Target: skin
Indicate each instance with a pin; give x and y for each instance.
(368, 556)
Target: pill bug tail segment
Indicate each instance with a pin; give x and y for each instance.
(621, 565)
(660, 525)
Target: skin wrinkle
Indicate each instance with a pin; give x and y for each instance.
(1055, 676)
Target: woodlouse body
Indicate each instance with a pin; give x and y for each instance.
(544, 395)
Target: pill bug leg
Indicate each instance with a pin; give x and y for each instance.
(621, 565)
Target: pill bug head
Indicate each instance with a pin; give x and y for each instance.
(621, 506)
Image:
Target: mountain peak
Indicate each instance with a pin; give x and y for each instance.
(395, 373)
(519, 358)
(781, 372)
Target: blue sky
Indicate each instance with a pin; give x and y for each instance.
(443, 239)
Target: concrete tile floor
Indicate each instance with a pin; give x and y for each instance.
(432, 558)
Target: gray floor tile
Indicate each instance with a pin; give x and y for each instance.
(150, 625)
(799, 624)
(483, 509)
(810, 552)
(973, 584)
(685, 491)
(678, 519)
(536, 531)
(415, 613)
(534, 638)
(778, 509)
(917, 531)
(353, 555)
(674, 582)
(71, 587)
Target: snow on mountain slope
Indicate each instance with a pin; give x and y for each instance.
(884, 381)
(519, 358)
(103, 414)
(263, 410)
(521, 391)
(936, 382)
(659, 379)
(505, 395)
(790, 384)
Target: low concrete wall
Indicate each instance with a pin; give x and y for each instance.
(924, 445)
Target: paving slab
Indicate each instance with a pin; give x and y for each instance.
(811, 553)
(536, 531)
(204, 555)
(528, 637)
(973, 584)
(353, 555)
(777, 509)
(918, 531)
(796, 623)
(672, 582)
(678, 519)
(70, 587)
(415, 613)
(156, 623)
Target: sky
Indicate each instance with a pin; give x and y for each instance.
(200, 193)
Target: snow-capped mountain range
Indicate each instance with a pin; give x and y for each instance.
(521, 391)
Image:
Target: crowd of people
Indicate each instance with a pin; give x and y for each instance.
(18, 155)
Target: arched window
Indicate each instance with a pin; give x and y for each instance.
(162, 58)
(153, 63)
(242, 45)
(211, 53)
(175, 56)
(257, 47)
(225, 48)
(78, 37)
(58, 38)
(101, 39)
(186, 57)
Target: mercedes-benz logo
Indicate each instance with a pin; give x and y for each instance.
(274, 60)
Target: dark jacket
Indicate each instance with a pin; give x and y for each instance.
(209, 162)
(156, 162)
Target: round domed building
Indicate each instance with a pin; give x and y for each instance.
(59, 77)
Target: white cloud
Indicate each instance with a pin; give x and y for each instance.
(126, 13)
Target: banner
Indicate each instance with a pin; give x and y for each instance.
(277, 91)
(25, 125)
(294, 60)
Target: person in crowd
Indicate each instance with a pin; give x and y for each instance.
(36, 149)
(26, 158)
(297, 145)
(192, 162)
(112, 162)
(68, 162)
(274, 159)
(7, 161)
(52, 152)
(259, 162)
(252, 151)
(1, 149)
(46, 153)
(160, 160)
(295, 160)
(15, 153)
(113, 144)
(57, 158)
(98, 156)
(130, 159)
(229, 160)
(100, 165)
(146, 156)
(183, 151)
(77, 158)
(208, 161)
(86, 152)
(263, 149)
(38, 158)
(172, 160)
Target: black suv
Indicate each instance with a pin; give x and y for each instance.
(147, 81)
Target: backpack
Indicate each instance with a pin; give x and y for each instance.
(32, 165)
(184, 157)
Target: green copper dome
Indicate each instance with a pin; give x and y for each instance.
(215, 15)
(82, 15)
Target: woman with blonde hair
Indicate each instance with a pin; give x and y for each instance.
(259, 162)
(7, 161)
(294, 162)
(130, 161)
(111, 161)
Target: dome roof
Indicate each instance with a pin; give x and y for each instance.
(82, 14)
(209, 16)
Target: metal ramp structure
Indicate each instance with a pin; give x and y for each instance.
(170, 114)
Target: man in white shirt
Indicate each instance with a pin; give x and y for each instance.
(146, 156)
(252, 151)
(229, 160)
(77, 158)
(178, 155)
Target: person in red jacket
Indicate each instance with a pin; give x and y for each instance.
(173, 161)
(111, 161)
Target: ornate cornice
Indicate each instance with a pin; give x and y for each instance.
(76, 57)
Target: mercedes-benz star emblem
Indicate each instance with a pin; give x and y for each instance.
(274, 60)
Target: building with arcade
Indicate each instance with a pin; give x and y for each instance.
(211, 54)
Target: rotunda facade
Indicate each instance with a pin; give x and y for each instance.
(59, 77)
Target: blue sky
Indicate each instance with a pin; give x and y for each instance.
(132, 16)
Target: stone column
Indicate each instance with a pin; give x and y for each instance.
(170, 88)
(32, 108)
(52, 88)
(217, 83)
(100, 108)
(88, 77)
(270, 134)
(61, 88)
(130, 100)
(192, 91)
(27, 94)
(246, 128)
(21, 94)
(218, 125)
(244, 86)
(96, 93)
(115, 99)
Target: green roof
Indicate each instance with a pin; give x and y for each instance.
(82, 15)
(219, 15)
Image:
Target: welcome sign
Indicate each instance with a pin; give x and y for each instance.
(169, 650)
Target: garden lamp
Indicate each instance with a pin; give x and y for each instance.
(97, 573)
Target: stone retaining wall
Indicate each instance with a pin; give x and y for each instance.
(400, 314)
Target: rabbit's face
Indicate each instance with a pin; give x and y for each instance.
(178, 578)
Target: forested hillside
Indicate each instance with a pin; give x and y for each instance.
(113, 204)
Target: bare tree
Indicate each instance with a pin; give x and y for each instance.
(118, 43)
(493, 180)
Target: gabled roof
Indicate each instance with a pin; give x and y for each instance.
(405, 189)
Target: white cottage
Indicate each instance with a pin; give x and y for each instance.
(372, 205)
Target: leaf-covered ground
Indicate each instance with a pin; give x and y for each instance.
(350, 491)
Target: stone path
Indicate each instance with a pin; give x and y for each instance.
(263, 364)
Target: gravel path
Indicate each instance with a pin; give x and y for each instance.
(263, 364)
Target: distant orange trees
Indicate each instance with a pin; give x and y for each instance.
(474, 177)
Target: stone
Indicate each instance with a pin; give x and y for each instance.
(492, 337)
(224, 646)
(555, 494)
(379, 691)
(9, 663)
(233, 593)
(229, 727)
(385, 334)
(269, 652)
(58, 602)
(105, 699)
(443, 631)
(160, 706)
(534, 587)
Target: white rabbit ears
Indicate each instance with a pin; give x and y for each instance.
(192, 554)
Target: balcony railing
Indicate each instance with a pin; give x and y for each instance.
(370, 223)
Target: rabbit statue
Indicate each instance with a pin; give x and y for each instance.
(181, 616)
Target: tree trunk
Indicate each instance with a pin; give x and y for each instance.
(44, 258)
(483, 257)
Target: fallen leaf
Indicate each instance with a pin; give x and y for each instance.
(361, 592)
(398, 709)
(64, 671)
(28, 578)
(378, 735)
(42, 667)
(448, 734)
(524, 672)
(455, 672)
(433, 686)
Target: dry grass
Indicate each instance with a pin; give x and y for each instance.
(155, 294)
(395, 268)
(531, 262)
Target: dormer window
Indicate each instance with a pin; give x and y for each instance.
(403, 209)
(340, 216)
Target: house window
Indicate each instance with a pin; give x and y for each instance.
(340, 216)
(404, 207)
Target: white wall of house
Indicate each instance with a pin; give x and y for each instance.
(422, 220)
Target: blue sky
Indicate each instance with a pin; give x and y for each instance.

— What is needed —
Reproduce the data exactly. Keep every line intact.

— Your solution —
Target: skin
Indicate each instance with a pin; give x and y for each instance.
(368, 556)
Target: pill bug tail segment
Indicate each instance with a pin; give x and y for each instance.
(621, 565)
(660, 525)
Target: skin wrinkle
Indicate each instance with a pin; give x and y for each instance.
(1055, 676)
Target: woodlouse body
Indicate each instance with a pin; give x and y for each instance.
(544, 395)
Target: pill bug leg
Indicate each instance with a pin; give x and y for each instance.
(621, 565)
Target: pill bug head
Indicate each instance with a pin; give x and y for each instance.
(621, 506)
Image:
Target: mountain peak
Indicate each instance with a pin; give x and y for each instance.
(395, 373)
(519, 358)
(781, 372)
Target: blue sky
Indicate each instance with a pin; give x and y for each instance.
(443, 239)
Target: concrete tile floor
Indicate each instance with a pin; give x and y for each instance.
(432, 558)
Target: gray floor tile
Indicate each instance with a pin; give x and y for each instance.
(150, 625)
(799, 624)
(483, 509)
(810, 552)
(973, 584)
(685, 491)
(678, 519)
(536, 531)
(415, 613)
(534, 638)
(778, 509)
(917, 531)
(353, 555)
(674, 582)
(71, 587)
Target: snow on mountain slope
Indicate each instance with a pin; give x and y for each instance.
(884, 381)
(519, 358)
(103, 414)
(263, 410)
(521, 391)
(936, 382)
(659, 379)
(505, 395)
(790, 384)
Target: low concrete wall
Indicate each instance with a pin; give x and y for each instance.
(924, 445)
Target: paving slab
Indicate each instance with a pin; give x and y for each instance.
(811, 553)
(536, 531)
(204, 555)
(528, 637)
(973, 584)
(353, 555)
(777, 509)
(918, 531)
(796, 623)
(672, 582)
(678, 519)
(70, 587)
(415, 613)
(156, 623)
Target: sky
Indicate each instance with a pin; give x and y for each instance.
(200, 193)
Target: snow-capped mountain range
Indicate each instance with a pin; give x and y for each instance.
(521, 391)
Image:
Target: crowd of people
Indicate each instance with a pin; give x and y for each instance.
(18, 155)
Target: arched window
Indicate each instance with a pin; give x and y for each instance.
(162, 58)
(153, 63)
(242, 45)
(211, 53)
(175, 56)
(257, 47)
(225, 48)
(78, 37)
(58, 38)
(101, 39)
(186, 57)
Target: mercedes-benz logo
Indicate each instance with a pin; give x and y for each instance.
(274, 60)
Target: dark jacket
Indicate each instance with a pin; give x and y for each instance.
(209, 162)
(156, 162)
Target: round domed building
Indicate each instance with a pin; give x and y for each instance.
(59, 77)
Target: white cloud
Indicate each instance with a pin; give x and y for each instance.
(126, 13)
Target: banner
Indicate each instance with a pin; give x and y for each instance.
(277, 91)
(25, 125)
(294, 60)
Target: person in crowd
Indicate each instance with a pin; give x and y for each instance.
(36, 149)
(26, 158)
(297, 145)
(192, 162)
(112, 162)
(68, 162)
(274, 159)
(7, 161)
(52, 152)
(259, 162)
(252, 151)
(1, 149)
(46, 153)
(160, 160)
(295, 160)
(15, 153)
(113, 144)
(57, 158)
(98, 156)
(130, 159)
(229, 160)
(100, 165)
(146, 156)
(183, 151)
(77, 158)
(208, 161)
(86, 152)
(263, 149)
(38, 158)
(172, 160)
Target: black suv
Indicate each instance with a pin; give x and y for each instance.
(147, 81)
Target: backpack
Indicate each instance with a pin; give x and y for each instance.
(32, 165)
(184, 157)
Target: green copper dome
Indicate each instance with a pin; give x and y for each instance.
(215, 15)
(82, 15)
Target: woman with blonde hair
Indicate each instance with a pin; give x and y for each instance.
(259, 162)
(7, 161)
(294, 162)
(130, 161)
(111, 161)
Target: dome roof
Indicate each instance with a pin; give x and y for each instance.
(82, 14)
(209, 16)
Target: metal ramp structure
Indicate each instance with a pin; give x and y for each instance.
(170, 114)
Target: man in white shirt
Indicate each instance with a pin; give x and y for each instance.
(146, 156)
(252, 151)
(229, 160)
(77, 158)
(178, 155)
Target: person in red jacket
Indicate each instance with a pin; give x and y for each instance.
(173, 161)
(111, 161)
Target: ornate cornice
Indicate each instance with a pin; give x and y for each instance.
(76, 57)
Target: mercedes-benz star emblem
Indicate each instance with a pin; give x and y for each instance.
(274, 60)
Target: building with arcade
Indicate each instance with a pin; give x and y for each instance.
(211, 54)
Target: rotunda facade
Indicate each instance with a pin; give x and y for each instance.
(59, 77)
Target: blue sky
Indicate each instance with a pin; give x and y for each instance.
(132, 16)
Target: stone column
Indicate each instance with a pin; give x and y for each instance.
(170, 88)
(32, 108)
(52, 88)
(217, 83)
(100, 108)
(88, 77)
(270, 134)
(61, 88)
(130, 100)
(192, 91)
(27, 94)
(246, 128)
(21, 94)
(218, 125)
(244, 86)
(96, 93)
(115, 99)
Target: green roof
Indicate each instance with a pin; give x and y for each instance.
(82, 15)
(219, 15)
Image:
Target: welcome sign
Indicate each instance with a pin; give x and y for each instance.
(169, 650)
Target: garden lamp
Indicate each instance with a pin; give x and y for each instance.
(97, 573)
Target: stone retaining wall
Indicate each instance with a pin; give x and y for each instance.
(400, 314)
Target: rabbit's face
Indicate each instance with a pin; give x and y for each instance.
(178, 578)
Target: forested hillside
Indicate each instance with a pin; give x and y for each instance.
(113, 204)
Target: bare tree
Indicate each instance with a pin; give x and y for each instance.
(118, 43)
(493, 180)
Target: gabled roof
Indicate each instance with a pin; give x and y for each instance.
(405, 189)
Target: white cottage
Indicate each instance with a pin; give x and y for each instance.
(372, 205)
Target: leaf-covered ground
Indicate each instance with a pin; give x and y for each instance.
(350, 491)
Target: stone path
Indicate each instance with a pin; give x and y for each instance.
(263, 364)
Target: gravel path
Indicate each instance with a pin; give x and y for each instance.
(263, 364)
Target: distant orange trees
Indicate each instance with a pin; give x and y for each instance.
(474, 177)
Target: stone
Indicate each instance with a pin; give x and y for each instance.
(492, 337)
(224, 646)
(555, 494)
(379, 691)
(9, 663)
(233, 593)
(229, 727)
(385, 334)
(269, 652)
(58, 602)
(105, 699)
(443, 631)
(160, 706)
(534, 587)
Target: white rabbit ears
Indicate each instance with a pin; give x and y for each instance.
(192, 554)
Target: balcony railing
Indicate each instance with a pin; give x and y for each instance.
(370, 223)
Target: rabbit statue
Indicate each instance with a pin; give x and y for each instance.
(181, 616)
Target: tree trunk
Indicate each instance with a pin; give x and y for each instance.
(44, 258)
(483, 257)
Target: fallen leaf
Indicate each instance with a pin; give x and y for each instance.
(361, 592)
(398, 709)
(64, 671)
(28, 578)
(378, 735)
(42, 667)
(448, 734)
(524, 672)
(455, 672)
(433, 686)
Target: dry grass
Indicate each instance with a pin; give x and y for each instance.
(155, 294)
(395, 268)
(531, 262)
Target: dormer window
Indicate each instance with a pin; give x and y for each instance.
(403, 209)
(340, 216)
Target: house window
Indicate each instance with a pin; give x and y for each instance.
(340, 216)
(404, 207)
Target: white wall of house
Indicate each instance with a pin; give x and y for each instance.
(422, 220)
Target: blue sky
Indicate each instance with a pin; give x and y for each instance.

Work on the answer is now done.